Rewrite the material below from the line with "You are given the image above. Your task: find the front" through its final line, both included and requests kept. Offset every coordinate in the answers by adding 54, and leave the requests and their sample coordinates unchanged.

[Rows from a box labeling dataset]
────
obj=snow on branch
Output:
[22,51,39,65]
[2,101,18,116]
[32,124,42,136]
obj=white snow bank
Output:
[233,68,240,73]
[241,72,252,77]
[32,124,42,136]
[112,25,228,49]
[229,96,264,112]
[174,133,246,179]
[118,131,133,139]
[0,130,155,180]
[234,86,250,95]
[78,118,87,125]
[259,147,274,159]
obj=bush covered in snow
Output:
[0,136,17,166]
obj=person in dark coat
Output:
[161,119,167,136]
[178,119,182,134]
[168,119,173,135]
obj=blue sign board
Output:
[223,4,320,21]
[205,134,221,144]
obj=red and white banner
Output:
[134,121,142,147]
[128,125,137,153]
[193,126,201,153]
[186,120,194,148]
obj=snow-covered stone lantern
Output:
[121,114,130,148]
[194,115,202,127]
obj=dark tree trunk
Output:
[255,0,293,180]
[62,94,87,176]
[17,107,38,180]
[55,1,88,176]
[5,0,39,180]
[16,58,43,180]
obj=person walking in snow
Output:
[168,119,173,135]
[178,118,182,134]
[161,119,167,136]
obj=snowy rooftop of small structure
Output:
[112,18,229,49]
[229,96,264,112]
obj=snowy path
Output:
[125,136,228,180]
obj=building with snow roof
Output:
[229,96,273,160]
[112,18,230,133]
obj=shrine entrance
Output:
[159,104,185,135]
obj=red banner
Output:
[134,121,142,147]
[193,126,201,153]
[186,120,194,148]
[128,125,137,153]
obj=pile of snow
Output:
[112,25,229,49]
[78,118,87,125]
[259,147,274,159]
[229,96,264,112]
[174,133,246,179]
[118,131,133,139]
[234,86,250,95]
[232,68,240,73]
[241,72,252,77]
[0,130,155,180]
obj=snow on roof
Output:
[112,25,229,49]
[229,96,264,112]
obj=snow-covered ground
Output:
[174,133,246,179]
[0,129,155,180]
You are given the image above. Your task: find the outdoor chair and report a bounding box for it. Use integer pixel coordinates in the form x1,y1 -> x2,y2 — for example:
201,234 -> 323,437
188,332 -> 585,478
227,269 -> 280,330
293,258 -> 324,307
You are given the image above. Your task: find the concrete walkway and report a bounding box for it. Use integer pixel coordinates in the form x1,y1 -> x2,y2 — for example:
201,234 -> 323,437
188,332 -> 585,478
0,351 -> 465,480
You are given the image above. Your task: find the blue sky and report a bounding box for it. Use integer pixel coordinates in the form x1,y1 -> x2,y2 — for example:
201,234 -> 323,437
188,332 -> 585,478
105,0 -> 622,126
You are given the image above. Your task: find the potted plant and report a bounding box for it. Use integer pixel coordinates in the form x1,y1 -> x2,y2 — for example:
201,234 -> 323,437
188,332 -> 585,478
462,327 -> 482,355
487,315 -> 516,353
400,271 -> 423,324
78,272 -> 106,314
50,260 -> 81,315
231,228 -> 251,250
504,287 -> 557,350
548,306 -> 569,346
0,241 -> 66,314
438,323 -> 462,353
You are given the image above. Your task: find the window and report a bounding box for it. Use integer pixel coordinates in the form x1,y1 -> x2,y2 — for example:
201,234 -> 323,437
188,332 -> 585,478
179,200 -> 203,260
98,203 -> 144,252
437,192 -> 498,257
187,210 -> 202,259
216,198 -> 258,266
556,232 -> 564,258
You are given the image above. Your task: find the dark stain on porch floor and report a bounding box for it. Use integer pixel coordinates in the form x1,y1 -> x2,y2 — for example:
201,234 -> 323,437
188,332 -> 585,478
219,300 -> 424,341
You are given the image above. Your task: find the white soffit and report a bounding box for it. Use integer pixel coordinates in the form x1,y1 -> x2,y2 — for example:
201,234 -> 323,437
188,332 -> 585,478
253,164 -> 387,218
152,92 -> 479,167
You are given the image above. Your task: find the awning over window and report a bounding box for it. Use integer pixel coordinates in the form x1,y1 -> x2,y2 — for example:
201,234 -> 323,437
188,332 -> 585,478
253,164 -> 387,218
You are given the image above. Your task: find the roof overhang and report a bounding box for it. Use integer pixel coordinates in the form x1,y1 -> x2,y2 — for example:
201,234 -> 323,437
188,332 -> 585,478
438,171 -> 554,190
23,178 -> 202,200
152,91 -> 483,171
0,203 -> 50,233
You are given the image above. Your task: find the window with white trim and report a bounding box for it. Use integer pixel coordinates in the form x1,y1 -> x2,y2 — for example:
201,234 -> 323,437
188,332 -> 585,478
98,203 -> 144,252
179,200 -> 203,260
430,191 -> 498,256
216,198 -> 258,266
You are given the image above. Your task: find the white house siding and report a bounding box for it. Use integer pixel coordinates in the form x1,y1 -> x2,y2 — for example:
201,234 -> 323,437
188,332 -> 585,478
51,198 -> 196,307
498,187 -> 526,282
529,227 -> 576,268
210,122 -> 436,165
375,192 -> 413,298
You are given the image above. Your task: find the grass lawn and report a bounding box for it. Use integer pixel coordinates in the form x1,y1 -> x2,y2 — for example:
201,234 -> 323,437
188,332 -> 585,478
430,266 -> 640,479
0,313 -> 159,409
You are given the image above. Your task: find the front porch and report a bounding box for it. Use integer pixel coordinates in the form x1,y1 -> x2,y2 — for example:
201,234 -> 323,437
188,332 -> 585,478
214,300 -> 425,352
────
**REPLY TO THE EXERCISE:**
You are given the image above. Your task: find the front porch and report a bounding box for it. Use integer pixel coordinates in the form x1,y1 -> x2,y2 — for example:
201,234 -> 323,437
188,332 -> 585,478
268,354 -> 479,406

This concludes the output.